Exercise task
Print every entry exactly as written.

Entries supplied
+++

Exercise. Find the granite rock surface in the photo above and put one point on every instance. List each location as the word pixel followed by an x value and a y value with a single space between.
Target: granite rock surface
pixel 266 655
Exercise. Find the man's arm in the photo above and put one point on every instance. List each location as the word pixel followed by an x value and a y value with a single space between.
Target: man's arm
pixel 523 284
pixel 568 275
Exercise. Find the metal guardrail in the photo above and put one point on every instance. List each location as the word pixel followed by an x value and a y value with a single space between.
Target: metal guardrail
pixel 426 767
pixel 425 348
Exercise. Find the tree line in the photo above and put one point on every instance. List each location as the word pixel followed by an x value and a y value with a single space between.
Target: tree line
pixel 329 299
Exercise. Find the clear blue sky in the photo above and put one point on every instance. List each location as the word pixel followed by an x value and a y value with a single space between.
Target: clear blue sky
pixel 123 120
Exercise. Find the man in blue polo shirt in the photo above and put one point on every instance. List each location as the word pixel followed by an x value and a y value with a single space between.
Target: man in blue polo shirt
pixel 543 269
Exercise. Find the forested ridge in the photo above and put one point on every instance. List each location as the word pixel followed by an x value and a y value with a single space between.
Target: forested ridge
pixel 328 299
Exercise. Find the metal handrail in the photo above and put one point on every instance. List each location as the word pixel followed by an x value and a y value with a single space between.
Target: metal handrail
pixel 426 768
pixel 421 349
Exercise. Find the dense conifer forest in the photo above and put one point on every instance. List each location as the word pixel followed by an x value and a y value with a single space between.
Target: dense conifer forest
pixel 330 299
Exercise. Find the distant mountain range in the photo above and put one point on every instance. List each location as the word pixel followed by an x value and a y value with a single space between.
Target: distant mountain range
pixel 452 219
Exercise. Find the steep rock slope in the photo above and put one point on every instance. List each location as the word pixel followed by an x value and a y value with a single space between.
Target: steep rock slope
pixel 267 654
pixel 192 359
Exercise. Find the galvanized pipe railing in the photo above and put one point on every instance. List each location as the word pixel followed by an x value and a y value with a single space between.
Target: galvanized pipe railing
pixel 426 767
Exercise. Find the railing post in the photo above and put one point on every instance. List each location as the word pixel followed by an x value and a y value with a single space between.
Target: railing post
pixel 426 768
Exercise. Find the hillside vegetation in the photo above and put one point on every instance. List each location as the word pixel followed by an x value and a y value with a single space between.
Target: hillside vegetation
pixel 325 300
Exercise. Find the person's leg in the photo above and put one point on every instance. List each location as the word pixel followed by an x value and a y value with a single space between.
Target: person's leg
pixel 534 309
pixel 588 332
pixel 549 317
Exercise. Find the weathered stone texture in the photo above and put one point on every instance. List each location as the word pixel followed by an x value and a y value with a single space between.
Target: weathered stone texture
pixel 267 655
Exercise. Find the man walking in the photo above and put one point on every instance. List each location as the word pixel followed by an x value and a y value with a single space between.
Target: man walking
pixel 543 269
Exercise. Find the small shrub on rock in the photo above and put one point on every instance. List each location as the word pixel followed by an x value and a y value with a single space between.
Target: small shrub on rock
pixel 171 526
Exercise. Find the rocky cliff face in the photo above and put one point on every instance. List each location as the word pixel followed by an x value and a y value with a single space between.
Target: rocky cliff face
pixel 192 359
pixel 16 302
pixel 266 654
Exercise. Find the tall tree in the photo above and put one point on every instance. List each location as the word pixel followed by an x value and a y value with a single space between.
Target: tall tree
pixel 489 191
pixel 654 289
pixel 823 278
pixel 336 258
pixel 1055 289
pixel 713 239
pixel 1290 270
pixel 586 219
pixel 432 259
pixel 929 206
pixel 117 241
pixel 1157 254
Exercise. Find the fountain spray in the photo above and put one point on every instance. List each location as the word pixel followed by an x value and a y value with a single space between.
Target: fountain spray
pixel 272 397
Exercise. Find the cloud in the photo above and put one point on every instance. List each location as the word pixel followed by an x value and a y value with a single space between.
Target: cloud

+++

Solution to the exercise
Exercise. Find the granite rock surface in the photo above and put one point on every instance. List each location as the word pixel followed by an x value and a y value with a single space between.
Target: granite rock surface
pixel 266 655
Exercise. Find the man's arm in the photo above and put one point on every instance. List each location as the word pixel followed by an x value and a y value with a single space between.
Target: man's arm
pixel 523 284
pixel 568 275
Exercise. Find the metal guardrail in the photo above and put one point on every instance. List each location as the word pixel followed by an x value and a y value with a single space between.
Target: metal guardrail
pixel 426 767
pixel 425 348
Exercise. Find the tree line in the photo above and put one point on every instance. List each location as the word pixel followed by an x value and a y value with a single space between.
Target: tree line
pixel 329 299
Exercise. Find the clear blue sky in the photo above and put one point on every instance. List each location as the word pixel followed by an x value and a y value with a single space between.
Target: clear blue sky
pixel 123 120
Exercise. Find the man in blue polo shirt in the photo above and put one point on every instance. List each location as the word pixel followed by an x value and a y value with a single space between.
Target: man in blue polo shirt
pixel 543 269
Exercise. Find the forested ridge in the photo above and put one point on every instance. List each location as the word pixel followed by an x value and a y value with a single space between.
Target: forested ridge
pixel 328 299
Exercise. Find the metal handrail in the photo above and put one point on every instance. List each location as the word pixel followed by an x value and a y value with a single space between.
Target: metal handrail
pixel 426 768
pixel 421 349
Exercise. Find the dense conifer forest in the photo above and put one point on every instance. List each location as the word pixel followed by an x value and a y value with a single space between.
Target: dense conifer forest
pixel 330 299
Exercise. Find the distant mountain range in the photo above and put one point on every instance. List each location as the word pixel followed by an x value and a y value with a single space between.
Target: distant mountain range
pixel 452 219
Exercise. Find the steep rock slope in the photo above and put one point on every instance. List each location as the word pixel followed by an x value and a y value with a single space between.
Target: steep rock slope
pixel 267 654
pixel 192 359
Exercise. Find the galvanized pipe railing in the photo above and put one point on every instance. List each location as the word pixel followed by an x value and a y value with a single space between.
Target: galvanized pipe railing
pixel 426 767
Exercise. Find the railing post in the photo above and put one point on every instance. List each location as the word pixel followed by an x value and a y value with a single space between.
Target: railing post
pixel 426 768
Exercise. Find the hillside vegetation in the photo above and put one point on every instance. List each location as the word pixel followed by an x value and a y value with a single space between.
Target: hillside vegetation
pixel 325 300
Exercise. Find the person's leg in the photo above and put one point on every instance. List each location as the word pixel followed by an x value and a y value with a single space between.
Target: person's leg
pixel 534 309
pixel 588 332
pixel 549 317
Exercise. Find the weathered stone texture in the photo above and put one point on every instance. List each location as the word pixel followed by an x value and a y value with a single space between.
Target: weathered stone texture
pixel 267 655
Exercise. Find the man walking in the photo above and put one point on every instance. List each location as the word pixel followed by an x value and a y value with a single space between.
Target: man walking
pixel 543 269
Exercise. Find the small shrub on rock in the photo above and put one point on every instance. List each location as the word pixel followed by an x value and a y value with a single space between.
Target: small shrub on rock
pixel 171 526
Exercise. Find the rocky cliff face in the photo above and put one point on every instance. List each location as the word pixel followed by an x value and a y value with a single space between.
Target: rocky cliff face
pixel 192 359
pixel 16 302
pixel 266 654
Exercise. Find the tall tree in the photo above and put one point on every instance. List each location as the word pixel followed by an x value and a y value with a single space between.
Target: tall tree
pixel 489 191
pixel 654 289
pixel 823 278
pixel 336 258
pixel 1055 289
pixel 713 239
pixel 1290 270
pixel 586 219
pixel 432 259
pixel 929 206
pixel 117 241
pixel 1157 254
Exercise. Find the fountain spray in the photo above and put one point on every instance. List each location as the word pixel followed by an x value and a y value with a single space between.
Target: fountain spray
pixel 272 397
Exercise. Find the cloud in the photo above and put one point on every instance. List each location as the word pixel followed by an x value and a y value with a single space between.
Target: cloud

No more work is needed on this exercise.